▶ SUA TAREFA
Você pode imprimir, sem nenhuma alteração, o trecho do texto sobre o mercado de petróleo que vai de "Se os baixos" até "declínios no mercado."?

▶ TRECHO DO TEXTO

....

Muito vai depender do grau de aumento na produção da Arábia Saudita. O país tem mais capacidade ociosa do que qualquer outro, então pode elevar a produção rapidamente e colocar no mercado um volume adicional superior a 1 milhão de barris diários nos próximos meses. Além disso, também poderia usar o petróleo de seus estoques para elevar as exportações. 

A capacidade russa de aumento na produção é menor. Os baixos preços podem ameaçar as promessas de longo prazo do presidente do país, Vladimir Putin, de investir em áreas como infraestrutura e gastos sociais. 

A Arábia Saudita pode ter esperado que a enormidade do declínio iria obrigar a Rússia a voltar à mesa para negociar, mas isso parece improvável. 

 “Essa nova abordagem saudita apenas vai empedernir a posição da Rússia”, disse Amrita Sen, analista-chefe de petróleo da firma de consultoria e análises de mercado Energy Aspects. 

Se os baixos preços persistirem, a produção de outros produtores de petróleo poderia diminuir em razão da falta de investimentos ou eles poderiam acabar sendo forçados a encolher seus planos de expansão. Mas isso levaria um bom tempo para se materializar e, além disso, a previsão para a demanda na segunda metade da década já era de queda. Dessa forma, parece ser prematuro apostar em uma rápida recuperação dos preços. 

O que isso significa para as grandes petrolíferas? 

Depois da forte onda de queda dos preços do petróleo em 2014, nomes como Royal Dutch Shell, BP e ExxonMobil se fortificaram. 

Reduziram altamente as despesas, venderam ativos e deram mais agilidade a suas operações para manter-se lucrativas em tempos de baixos preços do petróleo e proteger seus negócios contra declínios no mercado.

....

▶ DADOS FORNECIDOS
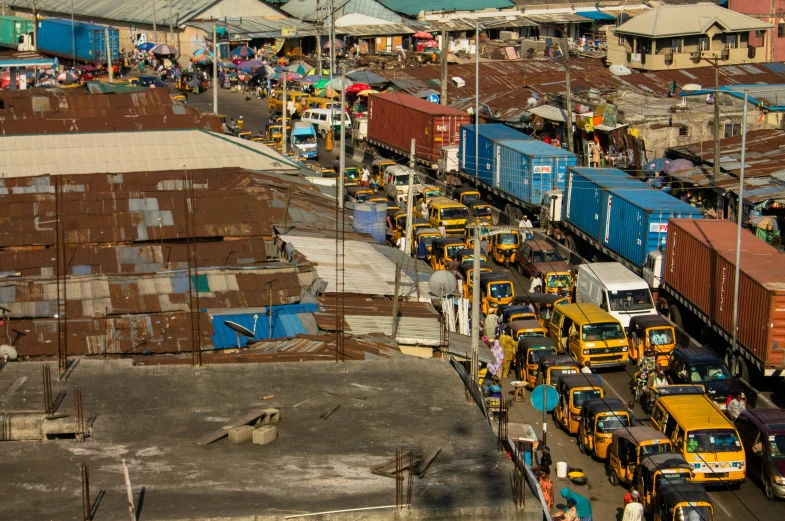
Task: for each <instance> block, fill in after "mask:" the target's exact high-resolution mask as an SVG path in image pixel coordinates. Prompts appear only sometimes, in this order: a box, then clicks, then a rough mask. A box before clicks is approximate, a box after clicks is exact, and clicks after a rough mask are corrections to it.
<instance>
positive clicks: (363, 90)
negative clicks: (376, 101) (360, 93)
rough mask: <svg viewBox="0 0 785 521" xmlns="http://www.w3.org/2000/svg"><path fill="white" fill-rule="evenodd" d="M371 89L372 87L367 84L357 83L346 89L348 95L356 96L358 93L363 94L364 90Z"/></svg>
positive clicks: (368, 89)
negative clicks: (362, 91)
mask: <svg viewBox="0 0 785 521" xmlns="http://www.w3.org/2000/svg"><path fill="white" fill-rule="evenodd" d="M370 88H371V86H370V85H368V84H365V83H355V84H354V85H349V86H348V87H346V94H356V93H358V92H362V91H364V90H369V89H370Z"/></svg>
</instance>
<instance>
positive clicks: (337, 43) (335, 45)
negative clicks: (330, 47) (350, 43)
mask: <svg viewBox="0 0 785 521" xmlns="http://www.w3.org/2000/svg"><path fill="white" fill-rule="evenodd" d="M333 42H334V43H335V48H336V49H343V42H342V41H341V40H333ZM324 48H325V49H329V48H330V42H327V43H325V44H324Z"/></svg>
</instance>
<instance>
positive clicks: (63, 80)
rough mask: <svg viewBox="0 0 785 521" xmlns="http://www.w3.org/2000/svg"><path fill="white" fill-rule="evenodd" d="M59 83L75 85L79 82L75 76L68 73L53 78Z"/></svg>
mask: <svg viewBox="0 0 785 521" xmlns="http://www.w3.org/2000/svg"><path fill="white" fill-rule="evenodd" d="M55 79H56V80H57V81H59V82H60V83H75V82H77V81H79V78H78V77H77V76H76V75H75V74H71V73H70V72H61V73H60V74H58V75H57V78H55Z"/></svg>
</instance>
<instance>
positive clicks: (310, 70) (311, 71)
mask: <svg viewBox="0 0 785 521" xmlns="http://www.w3.org/2000/svg"><path fill="white" fill-rule="evenodd" d="M305 75H306V76H329V75H330V71H328V70H327V69H322V73H321V74H319V71H317V70H316V68H315V67H314V68H313V69H311V70H309V71H305Z"/></svg>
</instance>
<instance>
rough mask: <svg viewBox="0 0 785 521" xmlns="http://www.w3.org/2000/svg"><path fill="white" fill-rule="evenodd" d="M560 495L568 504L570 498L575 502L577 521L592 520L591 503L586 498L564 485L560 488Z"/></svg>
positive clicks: (575, 507)
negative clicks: (591, 514) (561, 487)
mask: <svg viewBox="0 0 785 521" xmlns="http://www.w3.org/2000/svg"><path fill="white" fill-rule="evenodd" d="M561 497H563V498H564V499H565V500H566V501H567V504H568V505H569V504H570V500H573V501H574V502H575V511H576V515H577V517H576V519H577V520H578V521H592V517H591V503H590V502H589V500H588V499H586V498H585V497H583V496H581V495H580V494H576V493H575V492H573V491H572V490H570V489H568V488H567V487H564V488H563V489H561Z"/></svg>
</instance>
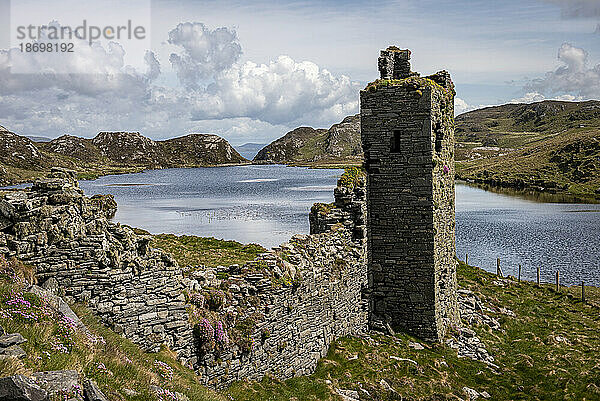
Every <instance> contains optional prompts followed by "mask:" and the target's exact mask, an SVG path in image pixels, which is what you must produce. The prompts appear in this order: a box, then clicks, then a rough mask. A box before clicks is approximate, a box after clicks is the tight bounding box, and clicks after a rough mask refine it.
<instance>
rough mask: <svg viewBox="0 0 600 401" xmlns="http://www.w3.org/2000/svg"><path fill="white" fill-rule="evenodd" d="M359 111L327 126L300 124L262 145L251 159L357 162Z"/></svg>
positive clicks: (332, 161)
mask: <svg viewBox="0 0 600 401" xmlns="http://www.w3.org/2000/svg"><path fill="white" fill-rule="evenodd" d="M361 159H362V148H361V145H360V115H358V114H357V115H354V116H348V117H346V118H345V119H344V120H343V121H342V122H341V123H339V124H335V125H333V126H332V127H331V128H329V129H314V128H311V127H300V128H296V129H295V130H293V131H290V132H288V133H287V134H285V135H284V136H283V137H281V138H279V139H277V140H275V141H274V142H272V143H270V144H269V145H267V146H265V147H264V148H263V149H261V150H260V152H258V154H257V155H256V156H255V157H254V161H255V162H264V163H285V164H288V163H290V164H307V163H314V162H334V161H341V160H345V161H350V162H360V160H361Z"/></svg>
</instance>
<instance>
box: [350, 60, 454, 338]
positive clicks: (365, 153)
mask: <svg viewBox="0 0 600 401" xmlns="http://www.w3.org/2000/svg"><path fill="white" fill-rule="evenodd" d="M396 53H399V54H401V56H394V55H395V54H396ZM409 58H410V52H409V51H400V50H399V49H392V50H390V49H388V50H386V51H382V57H381V58H380V63H379V65H380V68H381V76H382V80H379V81H375V82H374V83H372V84H370V85H369V86H368V87H367V89H366V90H364V91H362V92H361V127H362V132H361V137H362V142H363V149H364V152H365V167H366V170H367V205H368V207H367V209H368V216H367V226H368V245H367V248H368V260H369V271H368V280H369V299H370V309H369V310H370V314H369V319H370V320H369V322H370V324H371V327H375V328H383V327H385V326H386V325H390V326H391V327H392V328H393V329H401V330H404V331H408V332H410V333H413V334H415V335H417V336H419V337H421V338H424V339H427V340H439V339H440V338H441V337H443V336H444V333H445V331H446V329H447V327H448V326H449V325H450V324H451V323H453V322H455V321H456V320H457V316H458V314H457V307H456V266H455V260H454V252H455V250H454V226H455V220H454V178H453V177H454V154H453V149H454V147H453V141H454V138H453V96H454V90H453V85H452V82H451V81H450V77H449V75H448V73H446V72H445V71H443V72H440V73H437V74H435V75H432V76H429V77H426V78H420V77H418V74H416V73H410V72H409V71H410V69H408V70H407V69H406V65H405V62H406V61H407V60H408V59H409ZM395 59H399V60H401V61H402V63H403V65H402V66H401V68H400V69H398V68H395V67H394V66H393V65H390V63H393V62H394V60H395ZM396 70H399V71H400V72H398V73H397V74H394V76H393V78H395V79H396V80H389V78H390V71H396Z"/></svg>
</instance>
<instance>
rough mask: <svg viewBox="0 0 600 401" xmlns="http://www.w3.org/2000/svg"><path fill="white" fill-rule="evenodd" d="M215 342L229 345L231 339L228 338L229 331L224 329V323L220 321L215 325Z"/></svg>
mask: <svg viewBox="0 0 600 401" xmlns="http://www.w3.org/2000/svg"><path fill="white" fill-rule="evenodd" d="M215 340H216V341H217V343H218V344H221V345H225V344H227V343H229V337H228V336H227V330H225V329H224V328H223V322H221V321H220V320H219V321H218V322H217V323H216V324H215Z"/></svg>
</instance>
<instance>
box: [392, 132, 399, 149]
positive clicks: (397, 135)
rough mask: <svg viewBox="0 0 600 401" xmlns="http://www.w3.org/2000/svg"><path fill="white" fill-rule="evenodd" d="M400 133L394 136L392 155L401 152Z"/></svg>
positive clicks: (393, 139) (392, 142) (393, 137)
mask: <svg viewBox="0 0 600 401" xmlns="http://www.w3.org/2000/svg"><path fill="white" fill-rule="evenodd" d="M400 135H401V132H400V131H394V135H393V136H392V150H391V152H392V153H399V152H400Z"/></svg>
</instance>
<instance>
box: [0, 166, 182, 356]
mask: <svg viewBox="0 0 600 401" xmlns="http://www.w3.org/2000/svg"><path fill="white" fill-rule="evenodd" d="M107 205H108V206H107ZM115 205H116V204H114V200H112V198H111V197H109V198H108V199H103V198H98V197H96V198H92V199H90V198H87V197H85V196H84V195H83V191H82V190H81V189H80V188H79V185H78V183H77V180H76V179H75V174H74V173H73V172H70V171H68V170H61V169H53V172H52V174H51V178H48V179H42V180H38V181H36V182H35V183H34V184H33V187H32V188H31V190H27V191H16V192H12V193H9V194H7V195H5V196H4V199H0V223H1V224H0V253H3V254H5V255H7V256H9V257H11V256H14V257H17V258H19V259H20V260H22V261H23V262H24V263H27V264H31V265H33V266H35V268H36V276H37V278H38V280H39V281H40V283H44V282H46V281H48V280H56V281H57V282H58V285H59V286H60V288H61V289H62V291H64V295H65V296H66V298H67V299H71V300H75V301H81V302H87V303H88V304H89V306H90V307H91V308H92V309H93V310H94V311H95V312H96V313H97V314H98V316H99V317H100V318H101V319H102V321H103V322H104V323H105V324H107V325H109V326H110V327H113V328H114V329H115V330H116V331H117V332H119V333H122V334H123V335H124V336H125V337H127V338H129V339H131V340H132V341H134V342H136V343H138V344H140V345H142V346H143V347H144V348H145V349H147V350H151V351H156V350H158V348H159V347H160V345H161V344H163V343H164V344H167V345H169V346H170V347H171V348H172V349H174V350H175V351H178V352H179V353H180V356H181V357H182V358H186V357H189V356H190V355H189V354H190V352H189V348H190V343H191V342H192V331H191V329H190V327H189V324H188V322H187V313H186V310H185V304H184V297H183V289H184V286H183V284H182V279H183V276H182V273H181V270H180V269H179V267H178V266H177V263H176V262H175V261H174V260H173V258H172V257H171V256H170V255H169V254H167V253H164V252H161V251H158V250H156V249H152V248H150V247H149V246H148V243H149V241H150V238H149V237H148V236H140V235H136V234H135V233H134V232H133V231H132V230H131V229H129V228H127V227H123V226H121V225H119V224H115V223H111V222H109V221H108V220H107V216H110V215H112V214H113V213H114V209H113V207H115ZM111 206H112V207H111Z"/></svg>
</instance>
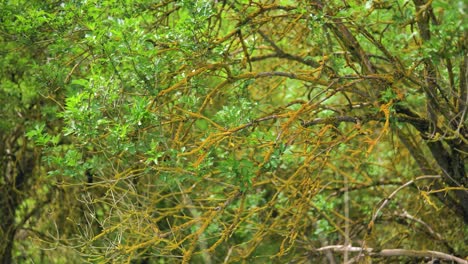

....

▶ EXERCÍCIO RESOLVIDO
Se os baixos preços persistirem, a produção de outros produtores de petróleo poderia diminuir em razão da falta de investimentos ou eles poderiam acabar sendo forçados a encolher seus planos de expansão. Mas isso levaria um bom tempo para se materializar e, além disso, a previsão para a demanda na segunda metade da década já era de queda. Dessa forma, parece ser prematuro apostar em uma rápida recuperação dos preços. 

O que isso significa para as grandes petrolíferas? 

Depois da forte onda de queda dos preços do petróleo em 2014, nomes como Royal Dutch Shell, BP e ExxonMobil se fortificaram. 

Reduziram altamente as despesas, venderam ativos e deram mais agilidade a suas operações para manter-se lucrativas em tempos de baixos preços do petróleo e proteger seus negócios contra declínios no mercado.